=== TEXT UNDER STUDY ===

Friday, July 04, 2008

Of Mats and Cats

No universal things Re: comparing XML and RDF data models was started by Bernard Vatant. This comes to the heart of whether people can know reality (well that's how I'd summarize the idea of universals see Beyond Concepts).

There were a few quotes that I found interesting:
It's been counter-productive in science for centuries. Physics had to go over the notion of universal thing to understand that light is neither a wave, nor a particle. Biology to go over the notion of taxa as rigid concepts based on phenotypes to understand genetics etc. Many examples can be found in all science domains. My day-to-day experience in ontology building, listening to domain experts, is indeed not that 'there are things that people are trying to describe', but that 'there are descriptions people take for granted they represent things before you ask, but really don't know exactly what those things are when you make them look closely'.


Bijan wrote:
I do think that the family of views in computational ontologies generally called "realist" is indeed naive and fundamentally wrong headed. Whether it's a "useful fiction" that helps people write better or more compatible ontologies is an open empirical question.

But I, for one, wouldn't bet on it.

I remember also a project where we were trying to get people to write simple triples. They got that they needed triples. But what they ended up putting into the tool was things like

S P O
"The cat is" "on the" "mat".
"Mary eats" "pudding" "on toast"

They just split up the sentences into somewhat equal parts!


I really feel like an interested amateur and my view is probably influenced by databases in computer science, where you are taking the non-realist approach. I say this because there are usually properties in databases that are not really based on reality but are a result of other requirements (like a column like "isDeleted" rather than actually deleting the statement).

===

- WORK INSTRUCTION -
According to the blog post, who started the thread "No universal things Re: comparing XML and RDF data models"? The lines after this blog post are not needed.

=== SUPPLIED ENTRIES ===

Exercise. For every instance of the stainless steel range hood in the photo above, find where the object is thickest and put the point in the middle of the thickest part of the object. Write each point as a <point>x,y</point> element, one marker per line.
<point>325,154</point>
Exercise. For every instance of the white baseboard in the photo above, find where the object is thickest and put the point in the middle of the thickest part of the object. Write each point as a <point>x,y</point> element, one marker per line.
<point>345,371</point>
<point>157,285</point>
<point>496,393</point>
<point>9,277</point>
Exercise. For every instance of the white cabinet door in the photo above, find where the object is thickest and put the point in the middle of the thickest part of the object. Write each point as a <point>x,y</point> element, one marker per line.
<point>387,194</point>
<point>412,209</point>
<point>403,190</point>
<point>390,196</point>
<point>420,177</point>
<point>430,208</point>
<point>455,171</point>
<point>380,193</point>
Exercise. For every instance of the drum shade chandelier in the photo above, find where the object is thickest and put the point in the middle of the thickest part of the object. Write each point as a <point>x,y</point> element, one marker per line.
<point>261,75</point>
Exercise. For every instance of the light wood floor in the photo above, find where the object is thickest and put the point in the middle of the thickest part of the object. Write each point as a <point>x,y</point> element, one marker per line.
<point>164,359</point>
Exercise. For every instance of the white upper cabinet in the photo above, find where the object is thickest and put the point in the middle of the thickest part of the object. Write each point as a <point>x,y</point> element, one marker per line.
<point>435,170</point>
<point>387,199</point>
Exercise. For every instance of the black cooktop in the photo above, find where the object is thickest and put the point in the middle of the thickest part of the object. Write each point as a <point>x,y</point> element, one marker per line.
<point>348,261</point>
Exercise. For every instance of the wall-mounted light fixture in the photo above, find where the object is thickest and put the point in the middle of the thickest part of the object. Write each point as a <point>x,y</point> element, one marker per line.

===

- RESPONSE FOR THIS EXERCISE -
Bernard Vatant started it.